• PASSAGE PROVIDED:
- - -
DiskSuite Hot Spares and Filesystem Layout

DiskSuite Hot Spares and Filesystem Layout

Post by Brian E. Seppane » Fri, 25 Jun 2004 04:35:38



Hi Folks:

I have a question.  I'm running solaris 8 and we have a DiskSuite Raid
configuration.   After initializing the raid five, I mounted the
metadevice and layed out a new filesystem

newfs -m0 /dev/md/dsk/d15

now the question I have concerns how I handle hotspares and filesystem
layout.   At this point, I've labeled the hot spare devices, so they
have a valid partition table, but I have not layed out a fileystem on
these devices.   If in the example configuration one slice within a raid
five set dies it will fail over to the hot spare device, but the hot
spare at this point does not have a file system layed out on it?    How
will this be handled?   Will solaris automatically incorporate the
device and layout the filesystem as necessary?   Or should I lay out the
filesystem on the hot spares as if they were individual disks?

Thanks for the help.
- - -
• Dataset entries:
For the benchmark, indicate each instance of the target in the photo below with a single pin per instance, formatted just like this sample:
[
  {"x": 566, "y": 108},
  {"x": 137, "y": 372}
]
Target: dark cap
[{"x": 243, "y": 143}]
- - -
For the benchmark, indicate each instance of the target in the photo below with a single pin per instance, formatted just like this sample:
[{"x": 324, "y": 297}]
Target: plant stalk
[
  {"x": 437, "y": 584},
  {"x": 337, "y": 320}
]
- - -
Quote in full every sentence in the forum post on DiskSuite hot spares that ends with a question mark.

- "If in the example configuration one slice within a raid five set dies it will fail over to the hot spare device, but the hot spare at this point does not have a file system layed out on it?"
- "How will this be handled?"
- "Will solaris automatically incorporate the device and layout the filesystem as necessary?"
- "Or should I lay out the filesystem on the hot spares as if they were individual disks?"